This cat allowed himself to be adored, but not loved. And his success in show business was matched by failure in his personal relationship bag — now that’s where he really bombed. And he came to believe that show business, work, love, his whole life, even himself and all that jazz, was bullshit.

Is this the way that it has to be for artists whose “delusional ambition” for relevance leads them on a perpetual “journey of validation” like Iñárritu describes? Damien Chazelle too talks about how as an artist “you’re frightened to disappoint people,” and even when you create something that people like, “it’s easy to take that for granted or, on the other hand, get addicted to it.” Like their characters, these directors are also artists seeking greatness, likely making sacrifices in the pursuit of that goal. But is it possible for artists to choose that path and avoid this common self-destructive pattern? Although Charlie “Bird” Parker is quoted as saying “there’s no boundary line to art,” should there be boundaries to the lengths that artists will go to create it? While many artists, like the protagonists of these films, appear to believe that such sacrifices are an obligation or a necessity, perhaps they don’t see them as that. In Birdman, Riggan’s ex-wife accuses him of the same thing that O’Connor Flood decries about Joe Gideon, when she tells him, “That’s what you always do. You confuse love for admiration.” But perhaps for artists, these can be equivalent in value. In constantly seeking validation and recognition throughout life, this sort of affirmation can become just as important to an artist as the things that others may perceive they are sacrificing. Birdman begins with a Raymond Carver poem titled “Late Fragment,” which appears as text right before the title card. It is the final poem in Carver’s final published work, A New Path to the Waterfall, which was written while he was dying of cancer.

(Records contained in a dataset)
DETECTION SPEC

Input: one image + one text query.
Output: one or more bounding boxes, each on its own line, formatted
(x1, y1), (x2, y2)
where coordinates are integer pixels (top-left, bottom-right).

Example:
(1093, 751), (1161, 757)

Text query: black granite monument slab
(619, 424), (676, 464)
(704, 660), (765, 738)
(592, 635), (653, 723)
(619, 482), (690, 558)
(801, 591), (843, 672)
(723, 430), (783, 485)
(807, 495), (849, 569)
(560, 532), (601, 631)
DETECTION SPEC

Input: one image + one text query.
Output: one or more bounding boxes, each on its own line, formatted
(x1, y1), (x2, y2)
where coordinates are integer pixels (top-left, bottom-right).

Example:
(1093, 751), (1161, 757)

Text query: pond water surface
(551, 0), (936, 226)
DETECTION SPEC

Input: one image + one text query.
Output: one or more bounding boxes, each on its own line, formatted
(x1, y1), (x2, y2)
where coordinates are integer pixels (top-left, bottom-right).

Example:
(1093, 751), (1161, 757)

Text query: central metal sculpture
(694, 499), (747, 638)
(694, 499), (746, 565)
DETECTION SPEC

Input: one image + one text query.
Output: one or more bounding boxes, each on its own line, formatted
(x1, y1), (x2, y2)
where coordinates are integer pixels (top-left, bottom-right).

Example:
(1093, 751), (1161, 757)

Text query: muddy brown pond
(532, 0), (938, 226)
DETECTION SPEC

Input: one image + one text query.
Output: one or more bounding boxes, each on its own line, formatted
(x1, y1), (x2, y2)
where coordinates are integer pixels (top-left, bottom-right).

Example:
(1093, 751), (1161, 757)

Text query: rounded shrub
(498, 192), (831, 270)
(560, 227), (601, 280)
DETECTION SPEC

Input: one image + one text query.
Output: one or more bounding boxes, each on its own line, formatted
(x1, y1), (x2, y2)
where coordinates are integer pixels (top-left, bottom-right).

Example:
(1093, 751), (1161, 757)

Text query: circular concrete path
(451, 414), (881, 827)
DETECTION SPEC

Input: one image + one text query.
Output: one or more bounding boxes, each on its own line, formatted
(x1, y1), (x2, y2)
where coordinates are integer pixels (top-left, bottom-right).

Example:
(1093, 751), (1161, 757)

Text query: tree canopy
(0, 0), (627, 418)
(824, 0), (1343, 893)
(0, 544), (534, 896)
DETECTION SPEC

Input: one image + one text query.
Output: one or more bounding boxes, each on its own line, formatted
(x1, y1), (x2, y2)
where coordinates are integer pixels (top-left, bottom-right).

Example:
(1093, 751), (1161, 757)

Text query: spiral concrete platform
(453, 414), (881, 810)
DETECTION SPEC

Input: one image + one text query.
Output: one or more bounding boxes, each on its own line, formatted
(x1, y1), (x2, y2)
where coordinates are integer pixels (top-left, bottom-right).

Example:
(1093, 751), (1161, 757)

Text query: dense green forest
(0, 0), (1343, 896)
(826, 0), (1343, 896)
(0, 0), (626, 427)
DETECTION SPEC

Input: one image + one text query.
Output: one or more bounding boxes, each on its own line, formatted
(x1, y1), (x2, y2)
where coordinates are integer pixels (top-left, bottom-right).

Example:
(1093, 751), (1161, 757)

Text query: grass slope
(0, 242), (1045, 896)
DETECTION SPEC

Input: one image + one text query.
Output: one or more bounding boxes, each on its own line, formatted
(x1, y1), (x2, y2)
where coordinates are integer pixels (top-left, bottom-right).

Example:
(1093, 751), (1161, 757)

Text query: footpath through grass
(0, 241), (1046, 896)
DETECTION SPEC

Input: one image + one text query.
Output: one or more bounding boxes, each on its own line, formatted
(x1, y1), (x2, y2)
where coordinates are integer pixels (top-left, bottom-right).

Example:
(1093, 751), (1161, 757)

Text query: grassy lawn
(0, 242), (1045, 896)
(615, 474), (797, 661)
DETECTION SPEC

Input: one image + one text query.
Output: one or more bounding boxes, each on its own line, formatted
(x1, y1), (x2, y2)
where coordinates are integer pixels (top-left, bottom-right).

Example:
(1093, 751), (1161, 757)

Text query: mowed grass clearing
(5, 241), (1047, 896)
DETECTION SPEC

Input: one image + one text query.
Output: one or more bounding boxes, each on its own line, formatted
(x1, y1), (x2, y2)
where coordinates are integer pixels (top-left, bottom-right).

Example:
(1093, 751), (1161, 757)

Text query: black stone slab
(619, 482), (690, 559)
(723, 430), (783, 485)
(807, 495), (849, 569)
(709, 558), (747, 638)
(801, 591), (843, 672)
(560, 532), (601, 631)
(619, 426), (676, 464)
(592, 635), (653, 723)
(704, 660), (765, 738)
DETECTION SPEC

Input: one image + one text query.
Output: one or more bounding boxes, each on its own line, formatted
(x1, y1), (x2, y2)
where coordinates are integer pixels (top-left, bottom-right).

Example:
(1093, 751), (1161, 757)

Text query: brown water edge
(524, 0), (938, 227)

* Exercises to complete:
- A) According to the excerpt on artists and validation, which Raymond Carver poem appears as text at the start of Birdman?
- B) Rewrite the excerpt on artists and validation starting at "This cat allowed" and ending at "jazz, was bullshit.", renaming "show business" as "the theater" throughout.
This material originates from a separate source.

* Answer section:
- A) "Late Fragment."

- B)
This cat allowed himself to be adored, but not loved. And his success in the theater was matched by failure in his personal relationship bag — now that’s where he really bombed. And he came to believe that the theater, work, love, his whole life, even himself and all that jazz, was bullshit.